____ RECORDS TO PROCESS

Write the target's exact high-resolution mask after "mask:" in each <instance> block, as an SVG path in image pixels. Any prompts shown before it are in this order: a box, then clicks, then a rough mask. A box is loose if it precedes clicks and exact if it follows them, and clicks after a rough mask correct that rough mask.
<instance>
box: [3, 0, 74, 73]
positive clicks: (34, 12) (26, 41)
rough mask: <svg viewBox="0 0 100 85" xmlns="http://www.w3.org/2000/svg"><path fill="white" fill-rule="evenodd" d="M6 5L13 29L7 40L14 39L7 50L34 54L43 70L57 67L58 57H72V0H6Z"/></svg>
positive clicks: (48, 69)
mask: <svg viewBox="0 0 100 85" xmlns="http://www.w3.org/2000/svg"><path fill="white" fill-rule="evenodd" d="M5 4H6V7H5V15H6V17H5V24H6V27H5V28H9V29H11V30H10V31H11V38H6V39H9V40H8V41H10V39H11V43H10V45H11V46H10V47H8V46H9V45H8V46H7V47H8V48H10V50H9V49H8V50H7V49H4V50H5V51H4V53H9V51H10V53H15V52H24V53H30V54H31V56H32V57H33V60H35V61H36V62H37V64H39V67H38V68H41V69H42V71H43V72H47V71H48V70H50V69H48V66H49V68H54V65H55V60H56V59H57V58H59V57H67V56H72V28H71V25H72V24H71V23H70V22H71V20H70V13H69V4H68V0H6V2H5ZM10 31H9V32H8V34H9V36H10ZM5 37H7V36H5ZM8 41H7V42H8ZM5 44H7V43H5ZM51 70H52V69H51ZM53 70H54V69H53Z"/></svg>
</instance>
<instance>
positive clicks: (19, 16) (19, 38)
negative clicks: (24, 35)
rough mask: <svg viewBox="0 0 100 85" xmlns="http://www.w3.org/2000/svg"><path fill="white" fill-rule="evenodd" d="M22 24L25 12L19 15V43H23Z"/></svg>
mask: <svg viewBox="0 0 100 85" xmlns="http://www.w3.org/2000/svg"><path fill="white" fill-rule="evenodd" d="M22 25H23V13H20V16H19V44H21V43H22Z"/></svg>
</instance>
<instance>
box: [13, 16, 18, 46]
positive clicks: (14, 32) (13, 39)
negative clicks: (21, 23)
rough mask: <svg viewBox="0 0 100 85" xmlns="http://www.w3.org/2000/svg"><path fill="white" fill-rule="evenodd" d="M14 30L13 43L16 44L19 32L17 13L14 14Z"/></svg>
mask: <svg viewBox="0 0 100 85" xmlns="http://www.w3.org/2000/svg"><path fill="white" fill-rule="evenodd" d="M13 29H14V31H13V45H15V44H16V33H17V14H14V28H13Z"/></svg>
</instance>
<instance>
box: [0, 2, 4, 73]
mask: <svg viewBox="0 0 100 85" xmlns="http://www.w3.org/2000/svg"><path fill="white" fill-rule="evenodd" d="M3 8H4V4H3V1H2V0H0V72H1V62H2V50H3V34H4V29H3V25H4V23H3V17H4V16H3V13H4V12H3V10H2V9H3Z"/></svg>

________
____ RECORDS TO PROCESS

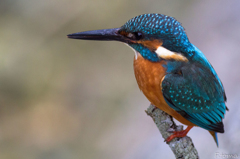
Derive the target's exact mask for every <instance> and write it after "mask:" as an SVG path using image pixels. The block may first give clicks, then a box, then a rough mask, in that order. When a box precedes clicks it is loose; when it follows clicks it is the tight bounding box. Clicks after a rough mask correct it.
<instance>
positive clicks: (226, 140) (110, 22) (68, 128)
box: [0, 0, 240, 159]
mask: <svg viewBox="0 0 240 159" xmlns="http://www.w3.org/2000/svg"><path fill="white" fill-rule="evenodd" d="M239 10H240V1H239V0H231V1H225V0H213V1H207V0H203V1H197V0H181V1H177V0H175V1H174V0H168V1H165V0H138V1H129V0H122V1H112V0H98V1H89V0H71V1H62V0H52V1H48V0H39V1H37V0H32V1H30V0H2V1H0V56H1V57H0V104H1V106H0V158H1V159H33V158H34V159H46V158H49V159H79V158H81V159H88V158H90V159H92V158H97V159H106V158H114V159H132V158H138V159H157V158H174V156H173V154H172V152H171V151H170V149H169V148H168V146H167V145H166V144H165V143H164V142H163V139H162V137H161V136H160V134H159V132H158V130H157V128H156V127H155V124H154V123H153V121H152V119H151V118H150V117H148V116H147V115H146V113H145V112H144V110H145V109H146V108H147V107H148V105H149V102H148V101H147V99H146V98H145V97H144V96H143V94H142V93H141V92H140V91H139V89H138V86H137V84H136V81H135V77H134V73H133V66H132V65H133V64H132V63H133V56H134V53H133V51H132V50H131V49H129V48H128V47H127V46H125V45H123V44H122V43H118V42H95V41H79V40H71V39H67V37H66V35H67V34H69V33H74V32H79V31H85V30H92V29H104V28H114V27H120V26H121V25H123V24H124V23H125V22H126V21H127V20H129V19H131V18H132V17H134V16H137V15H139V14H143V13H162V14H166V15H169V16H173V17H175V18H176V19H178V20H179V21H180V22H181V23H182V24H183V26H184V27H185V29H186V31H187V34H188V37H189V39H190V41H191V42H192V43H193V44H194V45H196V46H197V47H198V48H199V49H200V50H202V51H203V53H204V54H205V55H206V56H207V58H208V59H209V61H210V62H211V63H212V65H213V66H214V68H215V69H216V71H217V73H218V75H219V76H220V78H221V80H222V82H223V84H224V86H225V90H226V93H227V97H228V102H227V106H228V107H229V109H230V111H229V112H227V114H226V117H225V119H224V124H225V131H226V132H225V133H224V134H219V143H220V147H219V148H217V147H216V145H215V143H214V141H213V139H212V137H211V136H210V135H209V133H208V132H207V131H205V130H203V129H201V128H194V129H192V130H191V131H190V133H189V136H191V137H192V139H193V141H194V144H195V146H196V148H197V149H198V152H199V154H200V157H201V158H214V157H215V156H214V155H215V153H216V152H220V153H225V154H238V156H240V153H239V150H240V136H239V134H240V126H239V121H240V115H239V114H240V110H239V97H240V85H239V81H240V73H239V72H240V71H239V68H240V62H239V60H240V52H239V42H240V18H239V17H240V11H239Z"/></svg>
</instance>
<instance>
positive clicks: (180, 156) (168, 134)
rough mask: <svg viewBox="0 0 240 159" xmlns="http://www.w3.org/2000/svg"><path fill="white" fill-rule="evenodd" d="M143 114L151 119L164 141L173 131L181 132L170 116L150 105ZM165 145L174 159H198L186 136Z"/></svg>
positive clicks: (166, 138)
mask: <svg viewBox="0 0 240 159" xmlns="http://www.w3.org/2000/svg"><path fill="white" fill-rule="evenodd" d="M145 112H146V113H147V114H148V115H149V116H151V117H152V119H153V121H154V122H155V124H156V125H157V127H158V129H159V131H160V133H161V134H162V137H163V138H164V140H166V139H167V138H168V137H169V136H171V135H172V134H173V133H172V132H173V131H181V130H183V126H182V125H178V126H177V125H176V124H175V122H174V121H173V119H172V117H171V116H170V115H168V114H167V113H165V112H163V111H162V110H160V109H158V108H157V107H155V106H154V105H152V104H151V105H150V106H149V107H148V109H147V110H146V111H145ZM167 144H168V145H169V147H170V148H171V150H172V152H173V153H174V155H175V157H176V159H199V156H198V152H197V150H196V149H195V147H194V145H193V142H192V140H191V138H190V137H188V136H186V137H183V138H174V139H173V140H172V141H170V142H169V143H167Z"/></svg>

________

DIRECTIONS: Copy the records word for word, beginning with the line that contains "Write the target's" and continuing through the line that contains "positive clicks: (34, 12) (26, 41)".

OUTPUT FOR THIS TASK:
Write the target's exact high-resolution mask after "mask:" in each <instance> block, as an SVG path in image pixels. Any prompts shown before it are in this order: a box, then clicks, then a rough mask. A box is loose if it precedes clicks and exact if it follows them, and clicks after a rough mask correct that rough mask.
<instance>
box: [3, 0, 74, 73]
positive clicks: (34, 12) (26, 41)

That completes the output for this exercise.